» TASK GOAL
Convert the material below into a Markdown table with two columns, Row and Material line, giving each non-blank line its own numbered row in order. Leave the pictures out.

» EXCERPTED DATA
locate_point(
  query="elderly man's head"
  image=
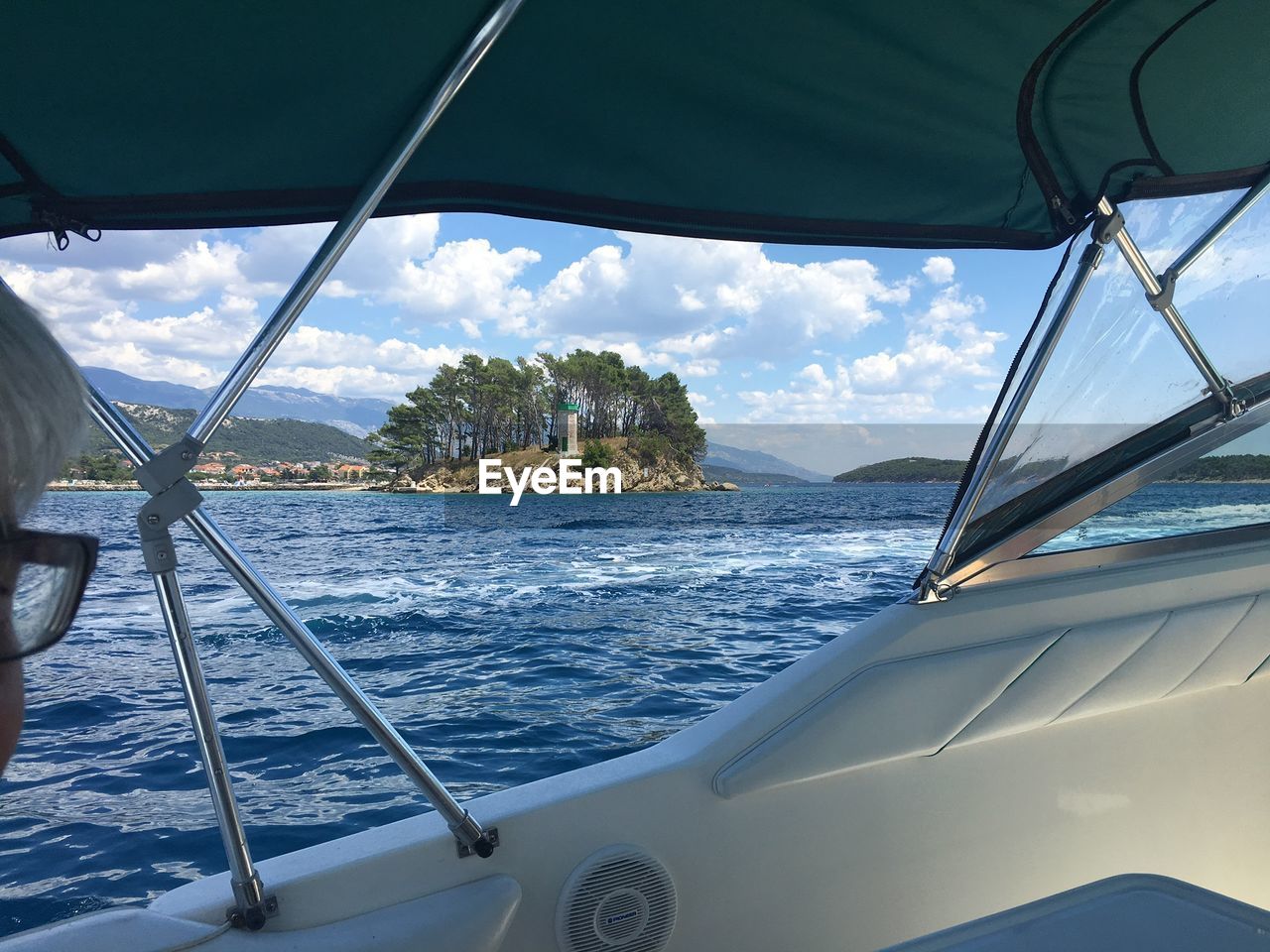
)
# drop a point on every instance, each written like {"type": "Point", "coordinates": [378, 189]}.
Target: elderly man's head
{"type": "Point", "coordinates": [41, 420]}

» ANSWER
| Row | Material line |
|---|---|
| 1 | locate_point( |
| 2 |   query="elderly man's head" |
| 3 |   image= |
| 4 | ) |
| 5 | # drop a point on every instance, each written like {"type": "Point", "coordinates": [378, 189]}. |
| 6 | Target: elderly man's head |
| 7 | {"type": "Point", "coordinates": [41, 420]} |